### Given task:
Show each line from the entries below that contains the string "roof", copied in full.

### Working data:
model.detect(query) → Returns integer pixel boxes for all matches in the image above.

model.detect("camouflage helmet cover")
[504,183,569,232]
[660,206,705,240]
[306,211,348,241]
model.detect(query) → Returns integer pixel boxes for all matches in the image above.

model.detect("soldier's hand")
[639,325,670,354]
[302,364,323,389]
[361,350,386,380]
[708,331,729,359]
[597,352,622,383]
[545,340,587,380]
==
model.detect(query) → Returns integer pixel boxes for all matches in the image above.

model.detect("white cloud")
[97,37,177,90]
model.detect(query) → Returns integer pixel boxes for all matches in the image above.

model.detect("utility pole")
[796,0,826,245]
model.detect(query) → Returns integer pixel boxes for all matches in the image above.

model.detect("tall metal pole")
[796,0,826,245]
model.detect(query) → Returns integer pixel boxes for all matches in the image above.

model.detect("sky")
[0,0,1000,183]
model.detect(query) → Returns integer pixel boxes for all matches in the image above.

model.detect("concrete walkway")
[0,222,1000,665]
...
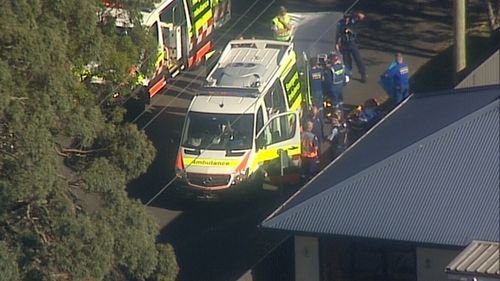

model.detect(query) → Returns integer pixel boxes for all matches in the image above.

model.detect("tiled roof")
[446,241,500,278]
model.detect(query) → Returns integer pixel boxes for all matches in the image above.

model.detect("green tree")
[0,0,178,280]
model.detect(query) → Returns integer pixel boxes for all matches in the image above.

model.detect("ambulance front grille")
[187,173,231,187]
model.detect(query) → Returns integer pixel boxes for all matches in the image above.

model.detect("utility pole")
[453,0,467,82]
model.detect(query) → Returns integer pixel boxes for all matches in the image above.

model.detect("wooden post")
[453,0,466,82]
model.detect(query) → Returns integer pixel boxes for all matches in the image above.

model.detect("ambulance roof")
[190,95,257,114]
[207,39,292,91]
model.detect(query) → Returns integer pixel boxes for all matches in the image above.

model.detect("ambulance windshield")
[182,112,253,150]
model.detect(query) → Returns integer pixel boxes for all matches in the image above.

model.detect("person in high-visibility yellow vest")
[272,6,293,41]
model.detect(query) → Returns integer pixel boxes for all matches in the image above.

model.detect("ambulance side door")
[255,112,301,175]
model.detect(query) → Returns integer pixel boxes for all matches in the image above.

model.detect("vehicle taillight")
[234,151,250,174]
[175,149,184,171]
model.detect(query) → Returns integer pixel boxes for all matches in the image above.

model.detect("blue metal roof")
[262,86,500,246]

### Complete answer:
model.detect("tiled roof")
model.detect("ambulance roof")
model.detect("blue metal roof")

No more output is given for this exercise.